◆ **Exercise goal**:
Copy the data below line for line, changing nothing.

-- Given information start --

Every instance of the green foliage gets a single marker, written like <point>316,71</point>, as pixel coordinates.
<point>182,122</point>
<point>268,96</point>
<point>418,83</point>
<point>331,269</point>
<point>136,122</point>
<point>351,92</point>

-- Given information end --

◆ **Task result**:
Every instance of the green foliage gets a single marker, written like <point>316,71</point>, as pixel coordinates.
<point>182,122</point>
<point>268,96</point>
<point>418,83</point>
<point>331,269</point>
<point>136,122</point>
<point>351,92</point>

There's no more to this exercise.